__What to work on__
In the records below, change "wooden chair" to "wooden stool" in the part that opens with the line containing "Do you see any tall thin" and closes with the line containing "202, 142, 243, 180", leaving every other word as it is. Return only those lines.

__Available data__
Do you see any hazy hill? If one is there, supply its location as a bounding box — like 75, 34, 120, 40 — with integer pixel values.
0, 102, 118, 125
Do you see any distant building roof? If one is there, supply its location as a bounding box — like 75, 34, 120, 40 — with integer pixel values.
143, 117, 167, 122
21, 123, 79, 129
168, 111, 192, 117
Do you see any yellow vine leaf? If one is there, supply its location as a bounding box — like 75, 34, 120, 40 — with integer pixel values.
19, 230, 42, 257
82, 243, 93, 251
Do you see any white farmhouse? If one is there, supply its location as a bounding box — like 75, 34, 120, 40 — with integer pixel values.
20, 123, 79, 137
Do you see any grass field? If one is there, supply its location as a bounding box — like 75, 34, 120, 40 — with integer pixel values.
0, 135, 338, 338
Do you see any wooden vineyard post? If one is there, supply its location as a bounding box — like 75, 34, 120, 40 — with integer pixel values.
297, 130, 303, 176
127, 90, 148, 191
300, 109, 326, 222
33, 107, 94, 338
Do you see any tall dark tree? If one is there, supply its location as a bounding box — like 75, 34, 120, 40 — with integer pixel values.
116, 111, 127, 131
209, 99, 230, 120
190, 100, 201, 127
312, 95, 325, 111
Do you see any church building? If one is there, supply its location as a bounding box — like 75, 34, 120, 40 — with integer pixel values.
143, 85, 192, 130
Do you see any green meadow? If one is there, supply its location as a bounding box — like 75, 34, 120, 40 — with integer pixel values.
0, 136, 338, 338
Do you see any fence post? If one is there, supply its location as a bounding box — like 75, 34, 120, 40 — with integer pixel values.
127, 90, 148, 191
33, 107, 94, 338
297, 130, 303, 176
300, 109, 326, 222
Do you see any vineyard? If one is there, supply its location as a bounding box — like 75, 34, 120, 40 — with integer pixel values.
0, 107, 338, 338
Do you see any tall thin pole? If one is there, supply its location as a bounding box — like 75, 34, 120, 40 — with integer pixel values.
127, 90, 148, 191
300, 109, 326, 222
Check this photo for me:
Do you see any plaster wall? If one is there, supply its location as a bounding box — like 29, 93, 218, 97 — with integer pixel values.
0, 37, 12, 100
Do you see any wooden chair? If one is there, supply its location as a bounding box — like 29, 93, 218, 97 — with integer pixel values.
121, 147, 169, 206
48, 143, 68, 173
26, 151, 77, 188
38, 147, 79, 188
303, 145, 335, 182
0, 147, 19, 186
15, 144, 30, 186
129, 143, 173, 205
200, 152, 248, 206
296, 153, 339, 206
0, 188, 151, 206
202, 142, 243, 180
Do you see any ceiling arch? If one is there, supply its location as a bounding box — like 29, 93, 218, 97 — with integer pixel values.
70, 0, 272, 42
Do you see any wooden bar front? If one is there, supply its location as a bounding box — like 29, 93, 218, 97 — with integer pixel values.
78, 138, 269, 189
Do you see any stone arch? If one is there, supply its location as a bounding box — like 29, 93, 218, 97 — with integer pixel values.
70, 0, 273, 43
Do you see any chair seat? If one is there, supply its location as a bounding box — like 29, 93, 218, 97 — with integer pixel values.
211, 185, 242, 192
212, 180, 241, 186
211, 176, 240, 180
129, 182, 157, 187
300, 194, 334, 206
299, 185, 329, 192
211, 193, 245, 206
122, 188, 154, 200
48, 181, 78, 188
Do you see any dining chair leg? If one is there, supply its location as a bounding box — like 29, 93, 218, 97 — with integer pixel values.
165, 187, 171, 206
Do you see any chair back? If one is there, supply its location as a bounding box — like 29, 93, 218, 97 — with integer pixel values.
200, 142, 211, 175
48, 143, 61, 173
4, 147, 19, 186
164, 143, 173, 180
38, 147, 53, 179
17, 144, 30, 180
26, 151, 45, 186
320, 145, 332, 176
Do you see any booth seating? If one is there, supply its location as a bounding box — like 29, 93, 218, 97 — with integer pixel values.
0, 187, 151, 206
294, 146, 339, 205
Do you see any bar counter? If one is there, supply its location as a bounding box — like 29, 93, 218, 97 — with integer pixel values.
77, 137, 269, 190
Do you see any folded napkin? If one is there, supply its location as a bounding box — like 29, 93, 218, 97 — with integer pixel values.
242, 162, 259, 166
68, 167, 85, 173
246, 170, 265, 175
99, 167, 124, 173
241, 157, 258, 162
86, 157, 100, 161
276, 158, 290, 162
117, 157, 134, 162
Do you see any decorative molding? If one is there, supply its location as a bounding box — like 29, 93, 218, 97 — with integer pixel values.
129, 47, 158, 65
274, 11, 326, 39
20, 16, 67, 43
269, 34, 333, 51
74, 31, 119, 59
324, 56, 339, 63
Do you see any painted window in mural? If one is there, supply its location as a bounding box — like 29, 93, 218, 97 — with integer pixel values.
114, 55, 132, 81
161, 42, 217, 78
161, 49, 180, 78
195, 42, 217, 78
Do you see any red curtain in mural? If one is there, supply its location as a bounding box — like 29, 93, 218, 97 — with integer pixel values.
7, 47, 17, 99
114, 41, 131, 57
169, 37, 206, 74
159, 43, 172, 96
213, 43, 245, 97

__Written response__
Do you see any tall thin pole? If one is there, supply its location as a bounding box — like 75, 34, 120, 40 — with integer pixel values.
127, 90, 148, 191
300, 109, 326, 222
Check this photo for me:
Do you see any plaster wall? If one is there, supply its location as a bounding box — like 29, 93, 218, 97 — with integer pixel values.
0, 37, 12, 100
Do you see any wooden stool? If one is there, supply its location as a bounding box — like 29, 93, 218, 97 — with integer pixel values.
121, 147, 169, 206
48, 143, 68, 173
26, 151, 77, 188
38, 147, 79, 188
303, 145, 335, 182
0, 147, 19, 186
15, 144, 30, 186
129, 143, 173, 205
200, 152, 248, 206
296, 153, 339, 206
0, 188, 151, 206
202, 142, 243, 180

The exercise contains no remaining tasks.